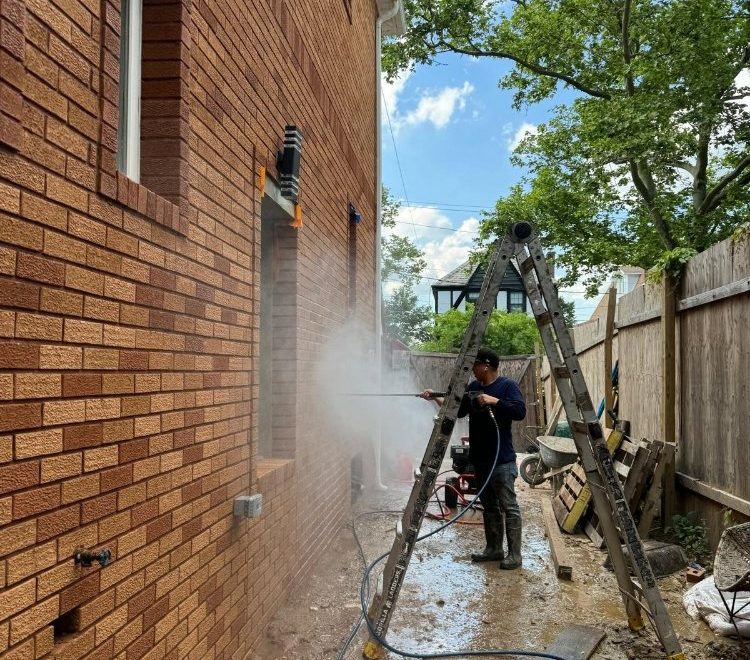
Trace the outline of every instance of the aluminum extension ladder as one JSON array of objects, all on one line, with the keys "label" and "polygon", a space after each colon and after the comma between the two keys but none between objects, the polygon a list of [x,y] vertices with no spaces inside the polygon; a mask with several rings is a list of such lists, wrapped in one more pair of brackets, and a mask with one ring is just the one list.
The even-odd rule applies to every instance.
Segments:
[{"label": "aluminum extension ladder", "polygon": [[[557,289],[531,224],[517,222],[498,241],[484,283],[474,307],[474,315],[464,336],[461,351],[447,387],[443,405],[435,418],[427,449],[417,478],[396,527],[396,538],[368,611],[375,634],[370,634],[362,654],[368,660],[382,657],[384,639],[393,615],[414,544],[427,510],[445,451],[456,422],[458,408],[468,385],[469,373],[484,336],[505,270],[511,259],[520,266],[526,293],[550,362],[560,398],[569,420],[578,455],[591,485],[595,510],[602,524],[607,551],[622,594],[628,625],[632,630],[644,627],[645,614],[664,647],[667,660],[684,660],[680,642],[662,600],[633,516],[628,508],[622,484],[604,441],[601,424],[586,388],[578,356],[565,326]],[[630,558],[626,559],[621,539]],[[632,568],[635,579],[630,576]]]}]

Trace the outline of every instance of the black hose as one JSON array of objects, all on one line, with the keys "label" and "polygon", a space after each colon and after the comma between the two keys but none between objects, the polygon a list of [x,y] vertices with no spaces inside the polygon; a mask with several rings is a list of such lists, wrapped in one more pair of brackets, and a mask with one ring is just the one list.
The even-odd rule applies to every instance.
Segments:
[{"label": "black hose", "polygon": [[[487,407],[487,412],[490,415],[490,418],[492,419],[492,422],[495,425],[495,433],[497,436],[497,450],[495,451],[495,459],[492,462],[492,468],[489,471],[489,474],[487,476],[487,479],[482,484],[482,487],[477,491],[477,494],[474,496],[474,499],[469,502],[469,505],[464,507],[458,514],[456,514],[453,518],[451,518],[448,522],[446,522],[444,525],[440,525],[436,529],[432,530],[431,532],[428,532],[427,534],[424,534],[423,536],[420,536],[417,538],[417,543],[420,541],[424,541],[425,539],[429,538],[430,536],[433,536],[434,534],[437,534],[438,532],[443,531],[450,525],[454,524],[457,520],[459,520],[461,517],[463,517],[469,509],[474,505],[474,503],[479,499],[480,495],[484,492],[484,489],[487,487],[487,485],[490,482],[490,479],[492,479],[492,473],[495,471],[495,467],[497,466],[498,458],[500,457],[500,427],[497,425],[497,420],[495,419],[495,415],[492,413],[492,408]],[[374,512],[370,512],[374,513]],[[403,512],[400,512],[403,513]],[[352,525],[352,530],[354,531],[354,526]],[[356,538],[356,531],[355,538]],[[357,539],[357,545],[361,548],[361,545],[359,544],[359,539]],[[360,597],[360,606],[362,608],[362,611],[360,613],[359,621],[356,624],[355,629],[352,631],[352,634],[350,634],[349,638],[347,639],[346,645],[342,648],[340,654],[339,654],[339,660],[343,658],[344,653],[346,653],[346,650],[351,644],[351,641],[354,639],[354,636],[357,633],[357,630],[359,629],[359,626],[362,624],[362,621],[364,620],[367,624],[367,628],[370,631],[370,634],[372,637],[382,646],[383,648],[391,651],[392,653],[396,653],[404,658],[458,658],[458,657],[464,657],[464,656],[522,656],[527,658],[550,658],[551,660],[565,660],[565,658],[560,657],[559,655],[553,655],[551,653],[544,653],[539,651],[522,651],[522,650],[489,650],[489,651],[452,651],[452,652],[446,652],[446,653],[411,653],[409,651],[402,651],[394,646],[391,646],[385,638],[378,635],[377,632],[375,632],[374,626],[372,621],[370,620],[370,617],[367,616],[367,601],[369,600],[369,584],[370,584],[370,573],[372,573],[372,570],[377,566],[383,559],[388,557],[390,552],[386,552],[377,559],[375,559],[372,563],[370,563],[366,568],[364,575],[362,576],[362,582],[360,584],[360,591],[359,591],[359,597]],[[362,553],[362,557],[364,558],[364,553]]]}]

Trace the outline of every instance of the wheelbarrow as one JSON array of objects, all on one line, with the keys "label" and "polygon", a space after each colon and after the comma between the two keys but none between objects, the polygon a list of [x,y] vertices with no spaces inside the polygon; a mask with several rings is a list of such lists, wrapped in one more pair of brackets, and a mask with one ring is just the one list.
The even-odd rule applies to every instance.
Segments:
[{"label": "wheelbarrow", "polygon": [[538,452],[524,458],[519,466],[521,478],[531,486],[539,486],[548,479],[554,479],[578,460],[578,450],[572,438],[539,435],[534,444]]}]

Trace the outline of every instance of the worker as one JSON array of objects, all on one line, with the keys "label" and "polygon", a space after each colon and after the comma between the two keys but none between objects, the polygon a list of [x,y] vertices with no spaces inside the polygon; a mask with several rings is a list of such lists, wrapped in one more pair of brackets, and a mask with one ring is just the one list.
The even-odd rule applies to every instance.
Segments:
[{"label": "worker", "polygon": [[[472,554],[473,561],[500,561],[500,568],[514,569],[521,566],[521,509],[518,506],[514,482],[518,477],[516,452],[513,449],[511,423],[526,417],[526,404],[515,381],[500,376],[500,358],[489,348],[480,348],[472,372],[476,380],[469,383],[461,400],[459,417],[469,415],[469,460],[474,466],[477,483],[487,482],[479,495],[484,508],[484,535],[487,546],[484,551]],[[438,406],[443,399],[435,397],[432,390],[420,394]],[[498,429],[488,414],[491,406],[499,428],[500,451],[498,453]],[[497,454],[497,463],[492,464]],[[507,556],[503,553],[503,519],[508,544]]]}]

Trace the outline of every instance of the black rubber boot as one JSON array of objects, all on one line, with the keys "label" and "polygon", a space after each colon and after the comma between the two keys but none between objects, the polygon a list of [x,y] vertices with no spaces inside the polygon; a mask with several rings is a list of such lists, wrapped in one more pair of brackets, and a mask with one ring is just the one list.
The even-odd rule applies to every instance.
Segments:
[{"label": "black rubber boot", "polygon": [[508,538],[508,556],[500,561],[500,568],[509,571],[521,567],[521,520],[506,521],[505,534]]},{"label": "black rubber boot", "polygon": [[484,514],[484,537],[487,540],[487,547],[483,552],[471,555],[471,561],[498,561],[505,557],[503,519],[502,513]]}]

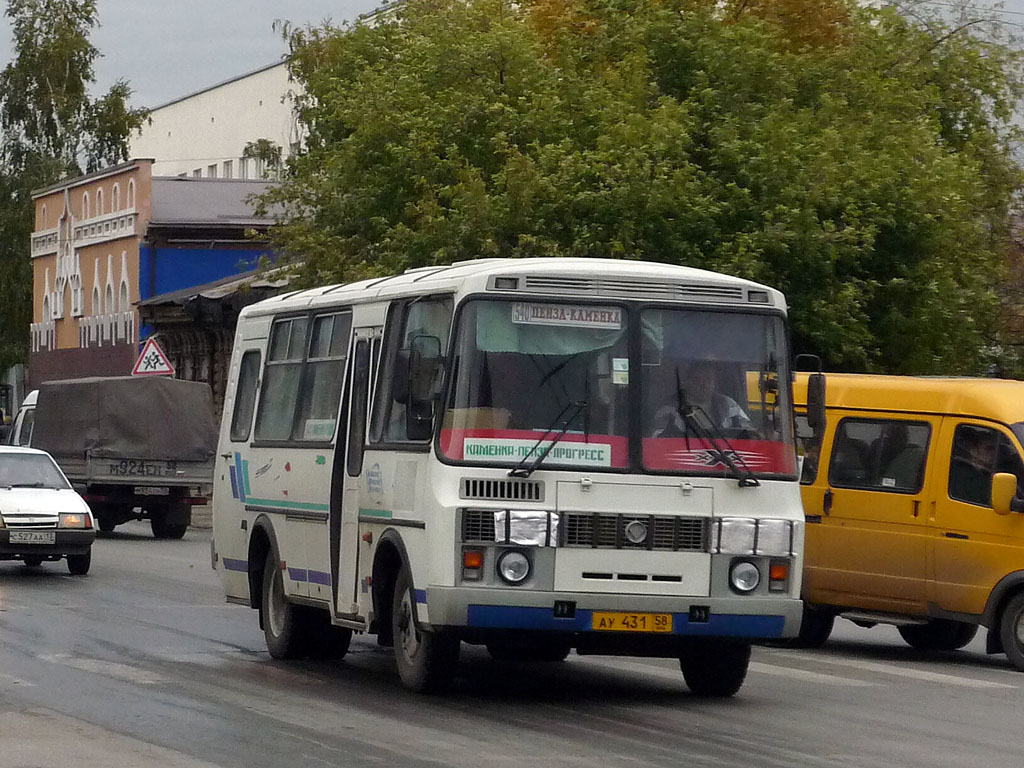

- - - - -

A word-for-word restatement of all the lines above is needed, with the pictures omitted.

• [RESULT OF THE TASK]
Trace the outline of every instance of the aluminum extension ladder as one JSON array of objects, all on one line, with the keys "label" and "polygon", a space after each colon and after the comma between the two keys but none between objects, the polygon a list of [x,y] vertices with no spaces inside the polygon; a mask with several rings is a list of such lists, wrapped in one more pair of brackets, and a mask with one ring is just the one list.
The even-odd rule applies to every instance.
Segments:
[{"label": "aluminum extension ladder", "polygon": [[[557,289],[531,224],[517,222],[498,241],[484,283],[474,307],[474,315],[464,336],[461,351],[447,387],[443,405],[435,418],[427,449],[417,478],[396,527],[396,538],[368,611],[375,634],[370,634],[362,654],[368,660],[382,657],[384,639],[393,615],[414,544],[427,510],[445,451],[456,422],[458,408],[468,385],[469,373],[484,336],[505,270],[511,259],[520,266],[526,293],[550,362],[560,398],[569,420],[578,455],[591,485],[595,510],[602,524],[607,551],[622,594],[628,625],[632,630],[644,627],[645,614],[664,647],[667,660],[684,660],[680,642],[662,600],[633,516],[628,508],[622,484],[604,441],[601,424],[586,388],[578,356],[565,326]],[[630,558],[626,559],[621,539]],[[632,568],[635,579],[630,576]]]}]

Trace the outline of every instance of the black hose as one JSON array of objects, all on one line, with the keys "label" and "polygon", a space after each colon and after the comma between the two keys but none between objects, the polygon a list of [x,y] vertices with no spaces inside the polygon; a mask with several rings is a list of such lists, wrapped in one more pair of brackets, and a mask with one ring is just the one list.
The even-odd rule applies to every instance.
Segments:
[{"label": "black hose", "polygon": [[[487,407],[487,412],[490,415],[490,418],[492,419],[492,422],[495,425],[495,433],[497,436],[497,450],[495,451],[495,459],[492,462],[492,468],[489,471],[489,474],[487,476],[487,479],[482,484],[482,487],[477,491],[477,494],[474,496],[474,499],[469,502],[469,505],[464,507],[458,514],[456,514],[453,518],[451,518],[448,522],[446,522],[444,525],[440,525],[436,529],[432,530],[431,532],[428,532],[427,534],[424,534],[423,536],[420,536],[417,538],[417,543],[420,541],[424,541],[425,539],[429,538],[430,536],[433,536],[434,534],[437,534],[438,532],[443,531],[450,525],[454,524],[457,520],[459,520],[461,517],[463,517],[469,509],[474,505],[474,503],[479,499],[480,495],[484,492],[484,489],[487,487],[487,485],[490,482],[490,479],[492,479],[492,473],[495,471],[495,467],[497,466],[498,458],[500,457],[500,427],[497,425],[497,420],[495,419],[495,415],[492,413],[492,408]],[[374,512],[370,512],[374,513]],[[403,512],[400,512],[403,513]],[[352,525],[352,530],[354,531],[354,526]],[[356,538],[356,531],[355,538]],[[357,539],[357,545],[361,548],[361,545],[359,544],[359,539]],[[360,597],[360,606],[362,608],[362,611],[360,613],[359,621],[356,624],[355,629],[352,631],[352,634],[350,634],[349,638],[347,639],[346,645],[342,648],[340,654],[339,654],[339,660],[343,658],[344,653],[346,653],[346,650],[351,644],[351,641],[354,639],[354,636],[357,633],[357,630],[359,629],[359,626],[362,624],[362,621],[364,620],[367,624],[367,628],[370,631],[370,634],[372,637],[382,646],[383,648],[391,651],[392,653],[396,653],[404,658],[458,658],[458,657],[464,657],[464,656],[522,656],[527,658],[550,658],[551,660],[565,660],[565,658],[560,657],[559,655],[553,655],[551,653],[544,653],[539,651],[522,651],[522,650],[489,650],[489,651],[452,651],[452,652],[446,652],[446,653],[411,653],[409,651],[402,651],[394,646],[391,646],[385,638],[378,635],[377,632],[375,632],[374,626],[372,621],[370,620],[370,617],[367,616],[367,601],[369,600],[369,584],[370,584],[370,573],[372,573],[372,570],[377,566],[383,559],[388,557],[390,552],[386,552],[377,559],[375,559],[372,563],[370,563],[366,568],[364,575],[362,576],[362,582],[360,584],[360,591],[359,591],[359,597]],[[362,553],[362,557],[364,558],[364,553]]]}]

Trace the outline of every instance of the wheelbarrow as one JSON array of objects, all on one line, with the keys "label" and "polygon", a space after each colon and after the comma between the two keys but none between objects, the polygon a list of [x,y] vertices with no spaces inside the polygon; a mask with several rings is a list of such lists, wrapped in one more pair of brackets, and a mask with one ring is just the one list.
The even-odd rule applies to every instance.
Segments:
[{"label": "wheelbarrow", "polygon": [[538,452],[524,458],[519,466],[521,478],[531,486],[539,486],[548,479],[554,479],[578,460],[578,450],[572,438],[539,435],[534,444]]}]

Trace the outline of every instance of the worker as one JSON array of objects, all on one line, with the keys "label" and "polygon", a space after each colon and after the comma between the two keys but none between objects, the polygon a list of [x,y] vertices with no spaces inside the polygon; a mask with several rings is a list of such lists, wrapped in one more pair of brackets, and a mask with one ring is just the one list.
The even-odd rule applies to every instance.
Segments:
[{"label": "worker", "polygon": [[[472,554],[473,561],[500,561],[500,568],[514,569],[521,566],[521,509],[518,506],[514,482],[518,477],[516,452],[513,449],[511,423],[526,417],[526,404],[515,381],[500,376],[500,358],[489,348],[480,348],[472,372],[476,380],[469,383],[461,400],[459,417],[469,415],[469,460],[474,466],[477,483],[487,482],[479,495],[484,508],[484,535],[487,546],[484,551]],[[438,406],[443,399],[435,397],[432,390],[420,394]],[[498,429],[488,414],[491,406],[499,428],[500,451],[498,453]],[[497,454],[497,463],[492,464]],[[507,556],[503,553],[503,519],[508,544]]]}]

Trace the outline of every instance of the black rubber boot as one JSON array of objects, all on one line, with the keys "label" and "polygon", a space after each colon and after the comma between the two keys but none between objects, the polygon a list of [x,y] vertices with no spaces inside the polygon; a mask with several rings is a list of such lists, wrapped in one more pair of brackets, and a mask with one ring is just the one list.
The even-odd rule applies to every instance.
Segments:
[{"label": "black rubber boot", "polygon": [[508,538],[508,556],[500,561],[500,568],[509,571],[521,567],[521,520],[506,521],[505,534]]},{"label": "black rubber boot", "polygon": [[484,514],[484,537],[487,540],[487,547],[483,552],[471,555],[471,561],[498,561],[505,557],[503,519],[502,513]]}]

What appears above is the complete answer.